Data extracted from a collection:
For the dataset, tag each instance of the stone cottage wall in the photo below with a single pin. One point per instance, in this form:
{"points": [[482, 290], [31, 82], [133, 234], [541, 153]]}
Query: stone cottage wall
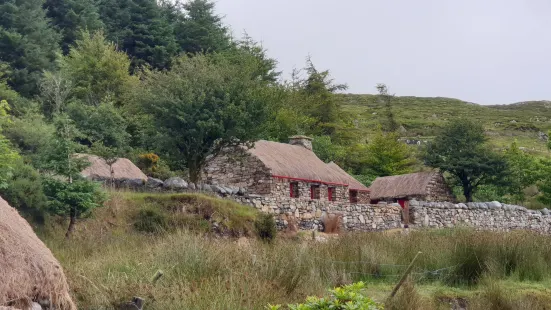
{"points": [[238, 169], [484, 216], [309, 213], [437, 190]]}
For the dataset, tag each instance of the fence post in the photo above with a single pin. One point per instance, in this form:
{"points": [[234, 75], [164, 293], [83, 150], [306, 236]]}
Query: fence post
{"points": [[404, 277]]}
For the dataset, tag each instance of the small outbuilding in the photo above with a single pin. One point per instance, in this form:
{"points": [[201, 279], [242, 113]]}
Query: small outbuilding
{"points": [[424, 186]]}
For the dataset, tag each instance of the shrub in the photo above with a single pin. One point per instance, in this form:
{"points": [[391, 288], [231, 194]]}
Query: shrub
{"points": [[151, 220], [347, 297], [265, 227]]}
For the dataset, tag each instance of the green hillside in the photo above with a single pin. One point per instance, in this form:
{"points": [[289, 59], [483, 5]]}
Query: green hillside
{"points": [[423, 116]]}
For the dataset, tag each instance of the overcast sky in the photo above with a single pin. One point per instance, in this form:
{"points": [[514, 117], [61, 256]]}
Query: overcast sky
{"points": [[482, 51]]}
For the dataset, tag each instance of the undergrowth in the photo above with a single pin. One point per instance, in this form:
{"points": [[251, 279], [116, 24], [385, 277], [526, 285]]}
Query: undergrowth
{"points": [[108, 261]]}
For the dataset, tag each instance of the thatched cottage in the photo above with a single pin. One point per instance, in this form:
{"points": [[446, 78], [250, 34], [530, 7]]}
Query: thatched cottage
{"points": [[283, 170], [424, 186]]}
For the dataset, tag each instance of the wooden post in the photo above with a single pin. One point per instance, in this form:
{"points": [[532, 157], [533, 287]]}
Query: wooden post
{"points": [[404, 277]]}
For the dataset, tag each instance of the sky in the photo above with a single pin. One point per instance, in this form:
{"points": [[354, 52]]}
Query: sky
{"points": [[481, 51]]}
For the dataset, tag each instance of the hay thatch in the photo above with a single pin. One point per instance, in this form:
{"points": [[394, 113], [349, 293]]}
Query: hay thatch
{"points": [[297, 162], [122, 168], [401, 186], [28, 270]]}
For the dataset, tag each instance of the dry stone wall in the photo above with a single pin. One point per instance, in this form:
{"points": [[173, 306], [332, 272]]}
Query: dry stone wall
{"points": [[310, 213], [483, 216]]}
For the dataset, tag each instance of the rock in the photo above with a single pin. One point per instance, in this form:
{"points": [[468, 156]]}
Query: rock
{"points": [[176, 183], [154, 183]]}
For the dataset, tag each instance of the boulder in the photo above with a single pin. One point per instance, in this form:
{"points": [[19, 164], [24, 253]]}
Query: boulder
{"points": [[176, 183]]}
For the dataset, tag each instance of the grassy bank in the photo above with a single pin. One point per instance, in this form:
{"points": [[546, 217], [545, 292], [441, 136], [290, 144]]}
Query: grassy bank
{"points": [[109, 261]]}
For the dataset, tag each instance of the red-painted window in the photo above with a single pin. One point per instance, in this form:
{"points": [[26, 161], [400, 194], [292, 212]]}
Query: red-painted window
{"points": [[331, 194], [293, 187], [314, 192], [353, 196]]}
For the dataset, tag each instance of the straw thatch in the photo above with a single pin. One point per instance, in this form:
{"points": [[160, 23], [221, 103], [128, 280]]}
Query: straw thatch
{"points": [[402, 186], [122, 168], [28, 270], [297, 162]]}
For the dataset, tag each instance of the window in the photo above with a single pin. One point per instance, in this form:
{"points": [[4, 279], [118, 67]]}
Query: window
{"points": [[294, 189], [331, 194], [314, 192], [353, 196]]}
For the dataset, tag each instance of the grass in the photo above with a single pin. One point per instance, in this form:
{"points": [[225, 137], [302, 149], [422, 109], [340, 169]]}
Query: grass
{"points": [[108, 261], [422, 118]]}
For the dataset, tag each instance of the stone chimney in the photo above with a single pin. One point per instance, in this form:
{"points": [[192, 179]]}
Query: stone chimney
{"points": [[303, 141]]}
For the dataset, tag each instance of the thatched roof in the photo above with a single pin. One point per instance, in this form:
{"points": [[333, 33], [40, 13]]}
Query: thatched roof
{"points": [[297, 162], [123, 169], [28, 270], [401, 186]]}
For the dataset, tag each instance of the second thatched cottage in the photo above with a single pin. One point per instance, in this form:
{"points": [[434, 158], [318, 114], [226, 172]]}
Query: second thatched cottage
{"points": [[285, 171]]}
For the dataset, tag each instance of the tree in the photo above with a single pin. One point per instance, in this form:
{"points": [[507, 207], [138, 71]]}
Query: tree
{"points": [[97, 71], [27, 43], [461, 151], [203, 105], [71, 17], [200, 30], [139, 29], [524, 171], [390, 125], [68, 193], [386, 155]]}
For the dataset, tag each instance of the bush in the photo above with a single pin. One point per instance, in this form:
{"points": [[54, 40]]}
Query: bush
{"points": [[347, 297], [151, 220], [265, 227], [25, 193]]}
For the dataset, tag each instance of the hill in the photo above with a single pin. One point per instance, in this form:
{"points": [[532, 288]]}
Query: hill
{"points": [[423, 116]]}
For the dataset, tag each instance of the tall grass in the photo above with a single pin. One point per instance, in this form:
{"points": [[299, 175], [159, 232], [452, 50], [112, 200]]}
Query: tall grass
{"points": [[109, 261]]}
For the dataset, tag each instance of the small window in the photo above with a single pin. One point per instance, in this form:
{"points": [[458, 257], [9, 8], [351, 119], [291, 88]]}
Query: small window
{"points": [[314, 192], [294, 189], [331, 194], [353, 196]]}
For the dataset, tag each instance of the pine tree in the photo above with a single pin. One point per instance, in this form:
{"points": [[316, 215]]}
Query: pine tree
{"points": [[27, 43], [139, 28], [71, 17], [201, 30]]}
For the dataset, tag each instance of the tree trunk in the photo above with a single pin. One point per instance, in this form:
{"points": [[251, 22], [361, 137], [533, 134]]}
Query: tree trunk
{"points": [[71, 227]]}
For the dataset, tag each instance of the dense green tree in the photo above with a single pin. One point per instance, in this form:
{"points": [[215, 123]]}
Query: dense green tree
{"points": [[386, 155], [27, 43], [524, 171], [71, 17], [139, 28], [68, 193], [200, 30], [96, 71], [204, 104], [461, 151]]}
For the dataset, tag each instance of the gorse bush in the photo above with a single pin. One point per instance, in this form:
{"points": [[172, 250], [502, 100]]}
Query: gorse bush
{"points": [[265, 227], [342, 298]]}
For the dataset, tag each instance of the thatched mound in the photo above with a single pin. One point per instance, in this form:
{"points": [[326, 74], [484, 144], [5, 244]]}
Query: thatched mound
{"points": [[122, 168], [28, 270]]}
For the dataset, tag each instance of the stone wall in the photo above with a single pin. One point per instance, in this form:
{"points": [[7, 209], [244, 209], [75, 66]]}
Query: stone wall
{"points": [[310, 213], [484, 216], [238, 169]]}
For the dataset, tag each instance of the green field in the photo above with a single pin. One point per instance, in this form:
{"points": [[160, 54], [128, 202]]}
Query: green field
{"points": [[111, 259], [422, 117]]}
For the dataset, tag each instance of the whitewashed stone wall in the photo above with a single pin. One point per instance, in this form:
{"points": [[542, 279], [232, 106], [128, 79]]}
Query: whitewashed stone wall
{"points": [[484, 216]]}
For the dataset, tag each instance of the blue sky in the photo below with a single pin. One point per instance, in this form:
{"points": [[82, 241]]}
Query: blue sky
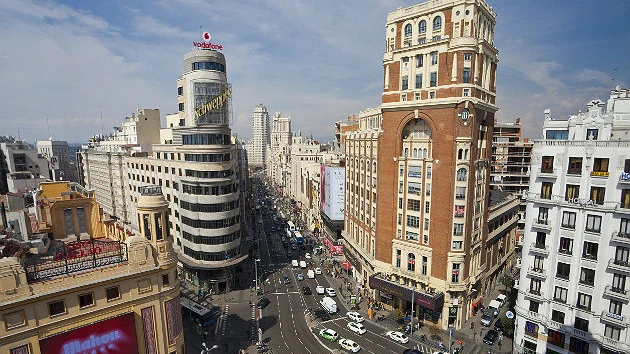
{"points": [[316, 61]]}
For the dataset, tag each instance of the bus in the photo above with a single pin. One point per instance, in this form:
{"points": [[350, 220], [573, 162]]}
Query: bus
{"points": [[290, 228], [196, 312], [298, 238]]}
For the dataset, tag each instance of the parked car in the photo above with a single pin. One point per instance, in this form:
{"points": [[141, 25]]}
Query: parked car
{"points": [[490, 337], [350, 345], [262, 303], [397, 336], [486, 319], [329, 334], [355, 317], [356, 327]]}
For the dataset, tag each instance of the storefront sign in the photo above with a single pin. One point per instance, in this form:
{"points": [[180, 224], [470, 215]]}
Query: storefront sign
{"points": [[216, 103], [113, 336], [582, 202]]}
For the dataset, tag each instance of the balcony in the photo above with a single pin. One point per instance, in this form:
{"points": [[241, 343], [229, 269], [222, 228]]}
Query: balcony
{"points": [[613, 318], [616, 293], [621, 237], [537, 273], [539, 248], [619, 265], [548, 173]]}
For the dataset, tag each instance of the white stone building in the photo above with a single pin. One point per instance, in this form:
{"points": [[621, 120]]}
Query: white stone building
{"points": [[572, 293]]}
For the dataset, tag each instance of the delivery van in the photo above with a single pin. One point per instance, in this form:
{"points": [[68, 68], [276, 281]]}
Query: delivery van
{"points": [[329, 304]]}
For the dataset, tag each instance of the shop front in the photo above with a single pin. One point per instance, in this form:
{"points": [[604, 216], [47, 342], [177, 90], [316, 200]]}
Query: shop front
{"points": [[423, 305]]}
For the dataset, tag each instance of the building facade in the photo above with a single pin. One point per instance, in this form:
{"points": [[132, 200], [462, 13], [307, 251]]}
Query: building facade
{"points": [[199, 165], [572, 294], [433, 165], [257, 149], [87, 284]]}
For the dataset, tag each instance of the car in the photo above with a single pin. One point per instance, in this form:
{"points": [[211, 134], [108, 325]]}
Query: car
{"points": [[498, 325], [486, 319], [397, 336], [356, 327], [262, 303], [350, 345], [323, 314], [355, 317], [490, 337], [329, 334]]}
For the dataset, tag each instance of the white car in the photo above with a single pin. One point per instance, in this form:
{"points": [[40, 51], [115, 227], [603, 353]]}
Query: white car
{"points": [[356, 328], [355, 317], [397, 336], [350, 345]]}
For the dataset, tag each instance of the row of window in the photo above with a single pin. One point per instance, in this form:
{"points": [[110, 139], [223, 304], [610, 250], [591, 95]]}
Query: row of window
{"points": [[212, 240], [210, 190], [211, 224], [212, 256], [209, 208], [597, 195]]}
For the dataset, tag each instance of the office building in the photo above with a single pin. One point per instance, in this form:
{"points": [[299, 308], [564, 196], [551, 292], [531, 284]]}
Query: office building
{"points": [[257, 147], [87, 283], [573, 295], [428, 242]]}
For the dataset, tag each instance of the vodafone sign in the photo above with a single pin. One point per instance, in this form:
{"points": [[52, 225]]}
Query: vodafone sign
{"points": [[206, 44]]}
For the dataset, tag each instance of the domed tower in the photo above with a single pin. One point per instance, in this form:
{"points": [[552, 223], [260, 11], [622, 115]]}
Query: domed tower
{"points": [[153, 223]]}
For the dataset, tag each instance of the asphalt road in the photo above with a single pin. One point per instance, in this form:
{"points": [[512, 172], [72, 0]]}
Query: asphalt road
{"points": [[286, 322]]}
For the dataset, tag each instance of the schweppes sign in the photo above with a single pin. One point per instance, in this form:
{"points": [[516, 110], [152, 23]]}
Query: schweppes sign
{"points": [[216, 103]]}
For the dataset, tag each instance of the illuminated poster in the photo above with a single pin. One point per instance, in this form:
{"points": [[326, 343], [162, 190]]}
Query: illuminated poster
{"points": [[113, 336]]}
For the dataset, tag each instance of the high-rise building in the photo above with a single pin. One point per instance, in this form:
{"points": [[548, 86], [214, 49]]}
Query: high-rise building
{"points": [[257, 147], [433, 162], [56, 151], [21, 167], [199, 165], [278, 157], [573, 294], [89, 284]]}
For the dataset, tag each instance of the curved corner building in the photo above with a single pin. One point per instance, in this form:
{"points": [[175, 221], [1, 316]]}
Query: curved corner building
{"points": [[198, 166]]}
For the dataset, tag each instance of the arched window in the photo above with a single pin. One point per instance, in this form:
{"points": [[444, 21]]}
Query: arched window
{"points": [[422, 27], [411, 262], [437, 23], [461, 174], [408, 30]]}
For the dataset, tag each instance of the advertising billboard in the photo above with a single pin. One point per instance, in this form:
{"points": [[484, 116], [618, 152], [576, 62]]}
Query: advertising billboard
{"points": [[332, 186], [116, 335]]}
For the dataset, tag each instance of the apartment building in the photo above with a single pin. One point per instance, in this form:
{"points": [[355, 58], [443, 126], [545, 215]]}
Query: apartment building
{"points": [[88, 283], [572, 294]]}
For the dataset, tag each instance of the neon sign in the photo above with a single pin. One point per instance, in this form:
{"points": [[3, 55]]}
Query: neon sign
{"points": [[216, 103], [206, 44]]}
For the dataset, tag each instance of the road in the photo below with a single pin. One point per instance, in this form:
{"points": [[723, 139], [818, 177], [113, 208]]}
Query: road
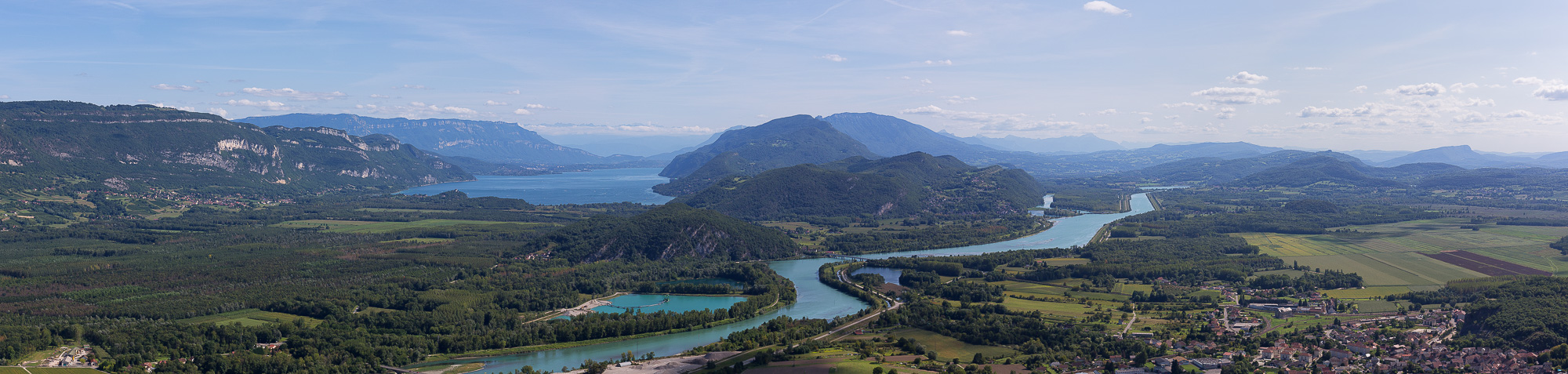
{"points": [[895, 305]]}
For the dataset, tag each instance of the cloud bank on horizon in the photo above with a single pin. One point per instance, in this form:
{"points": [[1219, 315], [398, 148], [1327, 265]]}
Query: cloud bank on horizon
{"points": [[1319, 74]]}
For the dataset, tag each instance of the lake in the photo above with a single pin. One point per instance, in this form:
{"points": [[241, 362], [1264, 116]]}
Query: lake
{"points": [[581, 187], [813, 299]]}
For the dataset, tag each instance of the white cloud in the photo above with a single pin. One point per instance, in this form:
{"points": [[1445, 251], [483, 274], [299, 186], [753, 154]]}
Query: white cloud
{"points": [[1246, 79], [1415, 90], [294, 95], [1461, 87], [1238, 95], [1530, 81], [269, 106], [959, 100], [167, 87], [1472, 117], [1225, 114], [419, 111], [1553, 92], [1105, 7]]}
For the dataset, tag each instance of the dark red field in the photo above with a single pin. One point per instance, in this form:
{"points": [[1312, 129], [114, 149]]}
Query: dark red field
{"points": [[1484, 264]]}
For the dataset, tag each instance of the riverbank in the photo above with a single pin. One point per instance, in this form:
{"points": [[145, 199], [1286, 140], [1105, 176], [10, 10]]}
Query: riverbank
{"points": [[528, 349]]}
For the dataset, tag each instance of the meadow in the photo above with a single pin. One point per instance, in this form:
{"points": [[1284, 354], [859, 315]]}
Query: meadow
{"points": [[1392, 253], [948, 347]]}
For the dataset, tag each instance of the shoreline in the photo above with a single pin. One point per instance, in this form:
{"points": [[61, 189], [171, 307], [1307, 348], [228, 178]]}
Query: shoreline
{"points": [[540, 347]]}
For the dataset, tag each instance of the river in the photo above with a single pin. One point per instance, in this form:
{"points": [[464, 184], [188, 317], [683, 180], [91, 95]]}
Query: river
{"points": [[815, 299]]}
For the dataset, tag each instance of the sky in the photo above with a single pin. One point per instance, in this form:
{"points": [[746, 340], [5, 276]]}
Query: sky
{"points": [[1308, 74]]}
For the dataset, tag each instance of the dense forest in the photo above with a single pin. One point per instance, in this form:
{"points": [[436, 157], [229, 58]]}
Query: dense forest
{"points": [[410, 277]]}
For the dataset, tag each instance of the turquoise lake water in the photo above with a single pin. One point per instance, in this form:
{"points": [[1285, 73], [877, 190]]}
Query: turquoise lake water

▶ **TASK GOAL**
The answer must consist of each line in the entries above that includes "below".

▶ **SOLUTION**
For the dataset, tag each instance of the stone cottage wall in the photo below with a single pin. One point per instance, in this form:
For the dataset, tag each instance of the blue sky in the photo below with a single pin. One point per instance, in this form:
For the dataset, tag each instance of the road in the photo below with a single pin. One point per instance, in this form:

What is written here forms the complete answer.